YOUR INSTRUCTIONS ::
All lines containing the string "black" must be copied from the entries.

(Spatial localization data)
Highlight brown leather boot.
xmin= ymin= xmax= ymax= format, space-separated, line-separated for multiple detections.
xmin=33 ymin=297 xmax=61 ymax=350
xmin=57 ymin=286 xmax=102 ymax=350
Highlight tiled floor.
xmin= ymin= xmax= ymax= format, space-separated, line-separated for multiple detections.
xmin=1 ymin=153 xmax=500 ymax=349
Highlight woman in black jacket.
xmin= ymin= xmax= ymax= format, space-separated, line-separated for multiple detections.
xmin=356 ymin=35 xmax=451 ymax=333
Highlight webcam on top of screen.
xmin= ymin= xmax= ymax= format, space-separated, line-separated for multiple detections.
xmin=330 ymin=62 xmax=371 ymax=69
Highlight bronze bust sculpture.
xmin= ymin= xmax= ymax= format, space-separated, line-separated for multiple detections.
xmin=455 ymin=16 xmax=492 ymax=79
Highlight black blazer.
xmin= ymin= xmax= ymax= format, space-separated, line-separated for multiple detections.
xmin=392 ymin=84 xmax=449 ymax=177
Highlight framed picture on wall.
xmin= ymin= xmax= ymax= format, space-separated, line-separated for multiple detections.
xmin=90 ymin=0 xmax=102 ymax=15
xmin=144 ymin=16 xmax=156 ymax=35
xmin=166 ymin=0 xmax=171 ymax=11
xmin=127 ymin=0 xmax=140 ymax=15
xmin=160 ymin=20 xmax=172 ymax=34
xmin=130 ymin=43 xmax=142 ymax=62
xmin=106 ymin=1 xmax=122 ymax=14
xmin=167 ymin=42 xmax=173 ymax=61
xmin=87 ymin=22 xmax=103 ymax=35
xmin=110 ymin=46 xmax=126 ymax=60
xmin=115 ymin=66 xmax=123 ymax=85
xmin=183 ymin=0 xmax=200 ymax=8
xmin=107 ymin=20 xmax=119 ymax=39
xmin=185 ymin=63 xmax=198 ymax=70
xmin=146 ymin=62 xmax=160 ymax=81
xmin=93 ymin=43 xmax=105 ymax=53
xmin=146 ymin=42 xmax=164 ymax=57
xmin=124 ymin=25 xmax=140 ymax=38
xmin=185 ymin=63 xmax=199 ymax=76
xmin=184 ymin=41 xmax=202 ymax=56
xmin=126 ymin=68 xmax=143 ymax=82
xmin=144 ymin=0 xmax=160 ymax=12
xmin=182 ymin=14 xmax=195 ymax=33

TASK SOLUTION ::
Highlight woman in black jacket.
Highlight black blazer.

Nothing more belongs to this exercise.